▶ Written problem
Beginning with the line in which "For the evaluation set, tag each instance of the white fur" appears, transcribe each line word for word until the records end. Do not include pictures.

▶ Entries
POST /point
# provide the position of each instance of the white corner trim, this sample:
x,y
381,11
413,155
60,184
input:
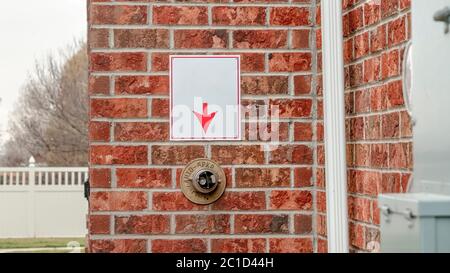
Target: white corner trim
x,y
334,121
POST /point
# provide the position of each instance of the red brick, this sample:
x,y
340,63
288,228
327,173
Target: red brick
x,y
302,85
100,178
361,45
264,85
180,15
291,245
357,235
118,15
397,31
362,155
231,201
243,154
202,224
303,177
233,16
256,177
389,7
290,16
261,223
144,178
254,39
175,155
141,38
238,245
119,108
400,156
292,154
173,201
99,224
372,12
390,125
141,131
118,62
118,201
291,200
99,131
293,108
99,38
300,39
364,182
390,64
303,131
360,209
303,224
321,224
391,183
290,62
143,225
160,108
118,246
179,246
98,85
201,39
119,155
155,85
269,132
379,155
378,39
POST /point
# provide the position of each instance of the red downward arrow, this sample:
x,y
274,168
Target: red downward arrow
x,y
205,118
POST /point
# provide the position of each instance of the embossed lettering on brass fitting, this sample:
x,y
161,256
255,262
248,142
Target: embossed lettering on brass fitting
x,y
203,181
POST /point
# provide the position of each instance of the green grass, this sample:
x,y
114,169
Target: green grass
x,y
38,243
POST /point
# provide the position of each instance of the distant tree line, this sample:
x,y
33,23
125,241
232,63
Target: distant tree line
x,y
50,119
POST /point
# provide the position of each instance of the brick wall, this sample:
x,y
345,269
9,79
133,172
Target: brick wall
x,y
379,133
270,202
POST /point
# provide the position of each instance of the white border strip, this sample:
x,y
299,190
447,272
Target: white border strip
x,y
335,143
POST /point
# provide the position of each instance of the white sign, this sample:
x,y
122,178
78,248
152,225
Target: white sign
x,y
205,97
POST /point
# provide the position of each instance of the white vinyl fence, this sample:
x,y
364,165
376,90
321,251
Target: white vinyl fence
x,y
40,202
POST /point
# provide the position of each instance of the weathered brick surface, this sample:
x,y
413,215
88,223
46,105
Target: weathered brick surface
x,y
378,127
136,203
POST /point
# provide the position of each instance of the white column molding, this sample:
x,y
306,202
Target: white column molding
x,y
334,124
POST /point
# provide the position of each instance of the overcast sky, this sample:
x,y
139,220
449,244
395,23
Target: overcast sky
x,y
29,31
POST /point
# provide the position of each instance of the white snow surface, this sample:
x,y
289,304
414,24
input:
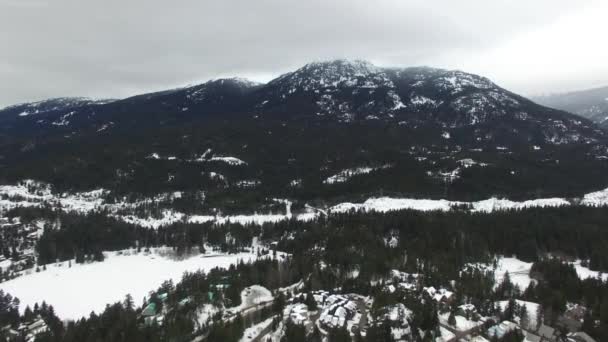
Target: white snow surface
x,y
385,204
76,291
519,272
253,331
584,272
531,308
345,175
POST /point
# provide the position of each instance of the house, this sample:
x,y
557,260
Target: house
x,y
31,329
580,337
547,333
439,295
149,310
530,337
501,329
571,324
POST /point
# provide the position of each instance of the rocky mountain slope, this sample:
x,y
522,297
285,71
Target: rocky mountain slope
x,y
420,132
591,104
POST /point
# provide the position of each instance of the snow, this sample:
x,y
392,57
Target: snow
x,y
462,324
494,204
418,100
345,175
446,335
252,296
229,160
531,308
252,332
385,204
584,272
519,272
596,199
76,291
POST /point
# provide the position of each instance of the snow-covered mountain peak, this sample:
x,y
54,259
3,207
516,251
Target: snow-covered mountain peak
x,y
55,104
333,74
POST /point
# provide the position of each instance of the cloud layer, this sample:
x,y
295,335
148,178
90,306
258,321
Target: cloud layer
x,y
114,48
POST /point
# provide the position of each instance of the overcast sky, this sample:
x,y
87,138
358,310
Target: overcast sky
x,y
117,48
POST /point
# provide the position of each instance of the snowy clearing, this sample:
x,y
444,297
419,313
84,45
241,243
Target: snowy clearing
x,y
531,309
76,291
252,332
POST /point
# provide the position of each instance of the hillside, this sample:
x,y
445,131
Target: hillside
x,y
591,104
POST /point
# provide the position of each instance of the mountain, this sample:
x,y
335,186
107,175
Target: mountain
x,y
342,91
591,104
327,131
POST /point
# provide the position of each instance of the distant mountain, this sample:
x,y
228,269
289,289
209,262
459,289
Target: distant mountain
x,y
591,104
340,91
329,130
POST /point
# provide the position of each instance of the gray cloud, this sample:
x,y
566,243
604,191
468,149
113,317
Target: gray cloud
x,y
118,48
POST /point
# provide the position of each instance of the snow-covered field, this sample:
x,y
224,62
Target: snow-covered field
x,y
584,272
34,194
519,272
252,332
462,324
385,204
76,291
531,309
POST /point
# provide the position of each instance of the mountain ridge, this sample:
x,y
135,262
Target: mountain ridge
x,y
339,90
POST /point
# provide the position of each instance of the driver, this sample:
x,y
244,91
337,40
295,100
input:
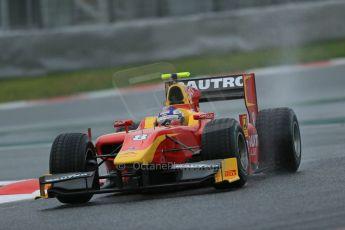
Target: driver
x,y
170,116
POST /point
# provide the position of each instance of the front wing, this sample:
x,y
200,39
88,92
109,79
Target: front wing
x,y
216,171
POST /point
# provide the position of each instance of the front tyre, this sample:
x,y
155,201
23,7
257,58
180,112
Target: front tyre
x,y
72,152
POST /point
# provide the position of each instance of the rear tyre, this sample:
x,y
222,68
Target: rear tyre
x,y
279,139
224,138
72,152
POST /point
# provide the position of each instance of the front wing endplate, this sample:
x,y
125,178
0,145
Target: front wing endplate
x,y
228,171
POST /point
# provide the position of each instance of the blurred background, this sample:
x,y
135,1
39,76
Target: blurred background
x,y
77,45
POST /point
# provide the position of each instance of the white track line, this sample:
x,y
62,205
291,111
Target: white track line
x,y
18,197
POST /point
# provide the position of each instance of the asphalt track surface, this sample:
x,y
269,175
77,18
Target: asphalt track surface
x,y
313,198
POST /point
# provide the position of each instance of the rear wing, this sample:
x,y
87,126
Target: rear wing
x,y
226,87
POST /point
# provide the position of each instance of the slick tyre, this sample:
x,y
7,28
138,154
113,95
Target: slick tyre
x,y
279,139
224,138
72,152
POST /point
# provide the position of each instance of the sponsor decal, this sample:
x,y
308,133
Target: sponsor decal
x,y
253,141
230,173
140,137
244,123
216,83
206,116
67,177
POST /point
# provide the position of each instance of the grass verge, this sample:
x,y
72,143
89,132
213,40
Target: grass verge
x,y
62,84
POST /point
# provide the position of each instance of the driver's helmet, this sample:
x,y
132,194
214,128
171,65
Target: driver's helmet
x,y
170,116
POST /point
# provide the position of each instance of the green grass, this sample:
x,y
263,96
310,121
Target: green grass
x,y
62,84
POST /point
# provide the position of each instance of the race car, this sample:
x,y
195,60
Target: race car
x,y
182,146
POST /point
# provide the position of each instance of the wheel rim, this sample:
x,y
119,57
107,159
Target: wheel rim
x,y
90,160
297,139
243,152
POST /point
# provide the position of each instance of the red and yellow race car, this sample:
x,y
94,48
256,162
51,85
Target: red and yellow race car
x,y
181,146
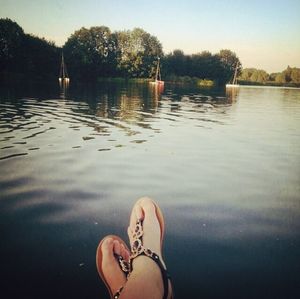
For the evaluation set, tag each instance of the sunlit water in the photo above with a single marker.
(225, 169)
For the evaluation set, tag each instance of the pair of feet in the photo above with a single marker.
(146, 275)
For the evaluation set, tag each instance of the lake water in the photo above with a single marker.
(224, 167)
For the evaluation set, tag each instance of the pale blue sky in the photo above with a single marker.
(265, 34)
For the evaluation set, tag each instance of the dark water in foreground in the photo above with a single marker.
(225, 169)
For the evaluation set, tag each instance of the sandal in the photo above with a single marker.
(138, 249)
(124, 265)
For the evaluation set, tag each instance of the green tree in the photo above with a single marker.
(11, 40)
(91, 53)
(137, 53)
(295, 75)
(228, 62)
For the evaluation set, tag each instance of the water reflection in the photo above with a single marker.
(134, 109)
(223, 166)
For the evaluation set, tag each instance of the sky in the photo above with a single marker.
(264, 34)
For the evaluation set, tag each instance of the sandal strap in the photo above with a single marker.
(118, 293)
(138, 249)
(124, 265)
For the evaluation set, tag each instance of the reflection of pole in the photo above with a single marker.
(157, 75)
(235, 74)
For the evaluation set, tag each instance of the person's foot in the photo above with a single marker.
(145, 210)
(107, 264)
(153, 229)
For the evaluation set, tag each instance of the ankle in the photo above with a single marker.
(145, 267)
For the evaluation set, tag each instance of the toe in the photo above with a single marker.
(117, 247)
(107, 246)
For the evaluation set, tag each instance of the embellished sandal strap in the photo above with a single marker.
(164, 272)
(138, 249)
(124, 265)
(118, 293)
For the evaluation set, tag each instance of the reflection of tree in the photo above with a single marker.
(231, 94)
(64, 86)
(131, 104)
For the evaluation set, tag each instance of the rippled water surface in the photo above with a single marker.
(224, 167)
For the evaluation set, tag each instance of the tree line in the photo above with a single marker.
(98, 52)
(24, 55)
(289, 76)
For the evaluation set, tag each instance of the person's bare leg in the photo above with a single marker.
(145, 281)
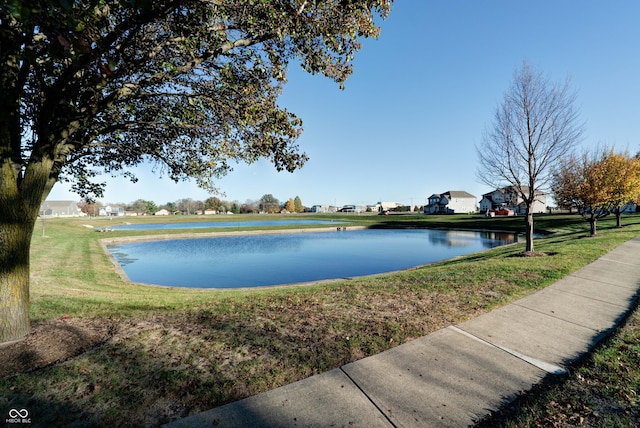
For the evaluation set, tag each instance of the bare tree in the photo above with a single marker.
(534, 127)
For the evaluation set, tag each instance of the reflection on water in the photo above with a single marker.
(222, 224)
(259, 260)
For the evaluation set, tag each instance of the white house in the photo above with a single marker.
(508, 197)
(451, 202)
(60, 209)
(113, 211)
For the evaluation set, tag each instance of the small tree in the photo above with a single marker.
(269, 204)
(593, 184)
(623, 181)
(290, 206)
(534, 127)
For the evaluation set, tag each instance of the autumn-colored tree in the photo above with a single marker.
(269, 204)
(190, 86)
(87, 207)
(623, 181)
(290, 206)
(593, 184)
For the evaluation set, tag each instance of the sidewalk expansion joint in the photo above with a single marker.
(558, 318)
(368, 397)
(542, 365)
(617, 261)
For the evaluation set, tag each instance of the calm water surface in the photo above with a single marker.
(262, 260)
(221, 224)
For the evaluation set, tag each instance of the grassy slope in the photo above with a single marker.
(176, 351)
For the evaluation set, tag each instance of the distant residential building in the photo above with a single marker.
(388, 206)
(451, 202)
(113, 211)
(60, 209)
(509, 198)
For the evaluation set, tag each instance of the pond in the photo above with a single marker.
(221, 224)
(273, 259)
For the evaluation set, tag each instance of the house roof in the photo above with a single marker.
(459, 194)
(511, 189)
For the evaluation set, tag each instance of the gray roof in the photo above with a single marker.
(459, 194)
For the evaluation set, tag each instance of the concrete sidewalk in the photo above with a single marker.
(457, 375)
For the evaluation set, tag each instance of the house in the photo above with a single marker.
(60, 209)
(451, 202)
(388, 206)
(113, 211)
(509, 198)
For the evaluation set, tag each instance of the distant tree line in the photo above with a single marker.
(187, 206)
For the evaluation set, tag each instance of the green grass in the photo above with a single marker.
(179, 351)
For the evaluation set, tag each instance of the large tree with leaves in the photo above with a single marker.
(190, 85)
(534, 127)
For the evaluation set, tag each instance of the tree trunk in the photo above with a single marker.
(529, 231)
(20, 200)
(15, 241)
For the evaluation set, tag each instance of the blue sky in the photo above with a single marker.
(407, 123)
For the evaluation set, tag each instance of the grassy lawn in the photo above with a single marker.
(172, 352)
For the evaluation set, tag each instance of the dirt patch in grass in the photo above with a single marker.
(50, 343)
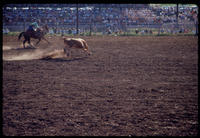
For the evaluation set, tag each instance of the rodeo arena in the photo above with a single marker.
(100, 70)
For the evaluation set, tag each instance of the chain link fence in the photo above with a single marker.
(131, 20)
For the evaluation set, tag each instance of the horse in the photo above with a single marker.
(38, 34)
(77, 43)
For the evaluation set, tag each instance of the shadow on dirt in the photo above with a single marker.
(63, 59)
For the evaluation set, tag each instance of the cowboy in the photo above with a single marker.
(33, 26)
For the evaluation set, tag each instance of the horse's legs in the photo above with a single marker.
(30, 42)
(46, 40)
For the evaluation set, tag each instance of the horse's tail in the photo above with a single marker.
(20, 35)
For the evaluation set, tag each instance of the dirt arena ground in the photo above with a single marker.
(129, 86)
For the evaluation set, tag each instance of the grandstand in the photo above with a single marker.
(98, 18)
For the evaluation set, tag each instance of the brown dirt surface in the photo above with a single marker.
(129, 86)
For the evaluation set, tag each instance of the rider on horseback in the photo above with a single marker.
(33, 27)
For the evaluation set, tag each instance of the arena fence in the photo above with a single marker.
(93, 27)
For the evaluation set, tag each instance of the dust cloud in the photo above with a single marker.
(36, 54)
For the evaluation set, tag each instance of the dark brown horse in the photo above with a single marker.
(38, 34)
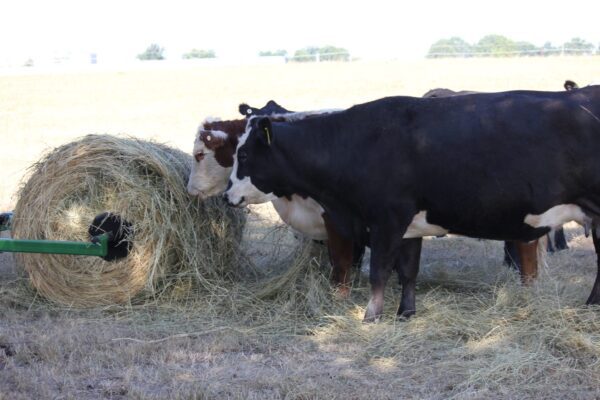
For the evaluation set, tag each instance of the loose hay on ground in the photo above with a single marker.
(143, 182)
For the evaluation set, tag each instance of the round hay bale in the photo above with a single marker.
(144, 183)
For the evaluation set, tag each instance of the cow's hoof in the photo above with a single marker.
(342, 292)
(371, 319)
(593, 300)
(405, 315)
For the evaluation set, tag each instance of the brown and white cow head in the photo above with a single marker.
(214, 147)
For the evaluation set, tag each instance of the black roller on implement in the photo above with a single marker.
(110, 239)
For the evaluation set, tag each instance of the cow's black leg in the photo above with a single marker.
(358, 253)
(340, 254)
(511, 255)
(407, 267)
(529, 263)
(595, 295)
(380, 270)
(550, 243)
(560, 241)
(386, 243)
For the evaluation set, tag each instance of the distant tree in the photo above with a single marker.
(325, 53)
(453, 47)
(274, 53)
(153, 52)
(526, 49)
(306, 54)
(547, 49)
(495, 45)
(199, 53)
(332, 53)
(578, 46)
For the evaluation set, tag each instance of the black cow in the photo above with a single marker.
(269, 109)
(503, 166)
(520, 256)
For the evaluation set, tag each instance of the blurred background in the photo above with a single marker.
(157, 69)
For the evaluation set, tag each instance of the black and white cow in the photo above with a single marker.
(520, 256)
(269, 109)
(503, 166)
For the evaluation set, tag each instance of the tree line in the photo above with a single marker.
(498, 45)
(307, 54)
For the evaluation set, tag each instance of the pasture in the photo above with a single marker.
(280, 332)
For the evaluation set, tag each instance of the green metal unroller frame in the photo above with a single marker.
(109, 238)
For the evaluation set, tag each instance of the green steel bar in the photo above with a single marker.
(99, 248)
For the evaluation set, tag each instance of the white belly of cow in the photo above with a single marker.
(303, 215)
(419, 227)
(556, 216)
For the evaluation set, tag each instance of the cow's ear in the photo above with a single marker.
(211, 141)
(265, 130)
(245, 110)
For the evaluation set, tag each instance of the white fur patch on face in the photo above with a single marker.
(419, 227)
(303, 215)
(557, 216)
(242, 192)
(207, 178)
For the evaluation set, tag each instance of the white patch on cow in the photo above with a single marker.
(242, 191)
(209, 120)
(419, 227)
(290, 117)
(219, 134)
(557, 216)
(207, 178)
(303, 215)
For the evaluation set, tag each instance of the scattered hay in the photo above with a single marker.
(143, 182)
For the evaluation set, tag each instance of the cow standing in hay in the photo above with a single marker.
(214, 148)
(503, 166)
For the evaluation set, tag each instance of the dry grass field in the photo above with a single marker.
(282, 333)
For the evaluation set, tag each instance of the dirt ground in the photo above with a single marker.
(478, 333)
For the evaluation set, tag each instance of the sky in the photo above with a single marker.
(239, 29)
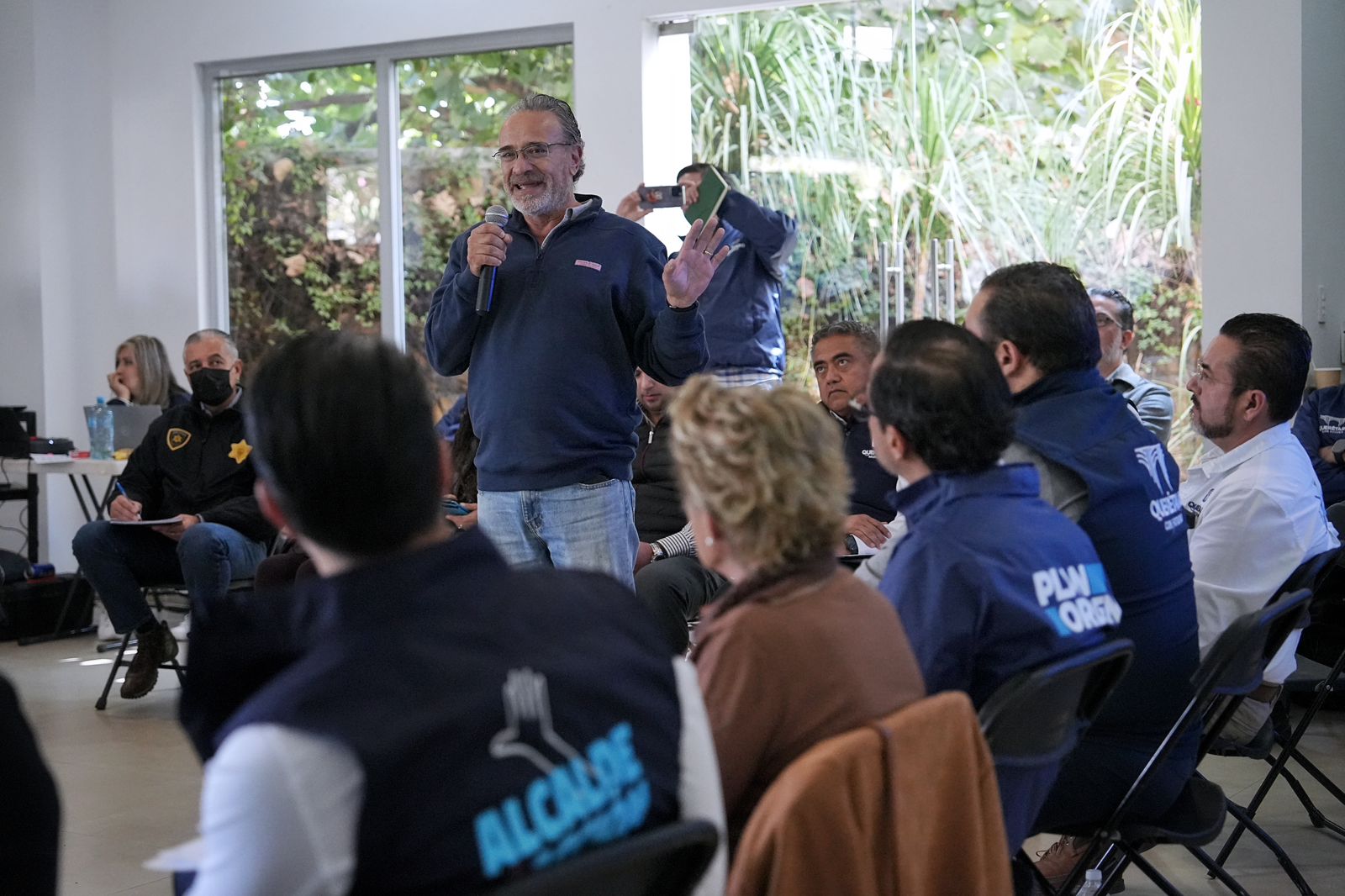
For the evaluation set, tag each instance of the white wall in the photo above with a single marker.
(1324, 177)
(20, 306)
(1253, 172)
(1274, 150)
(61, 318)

▶ Response for this exercise
For the evaluation set, tag each instance of the white fur patch on face in the photo above with a single marker.
(419, 227)
(303, 215)
(557, 216)
(242, 192)
(207, 178)
For the evaluation set, tag each instance of the white patch on cow in the photo above with a single marker.
(242, 191)
(209, 120)
(419, 227)
(290, 117)
(219, 134)
(557, 216)
(207, 178)
(303, 215)
For the evaluation set, tag each instance of the scattered hay in the photo above with a single marker.
(143, 182)
For the evaluation set, tag each instance of the cow standing in hay in the photo above with a single marker.
(214, 148)
(503, 166)
For the evaluation set, tag each instance of the dry grass field in the photo above with a single marker.
(282, 333)
For the evaluation set, tag each instance of the dirt ground in the photo above with a single marker.
(478, 333)
For the evaluation set, tag each instance of the sky in the photo above with a single marker.
(239, 29)
For the evaluation set, tag each instance of the white wall in the photo above with a single marker.
(1324, 177)
(20, 306)
(1253, 172)
(1274, 150)
(61, 318)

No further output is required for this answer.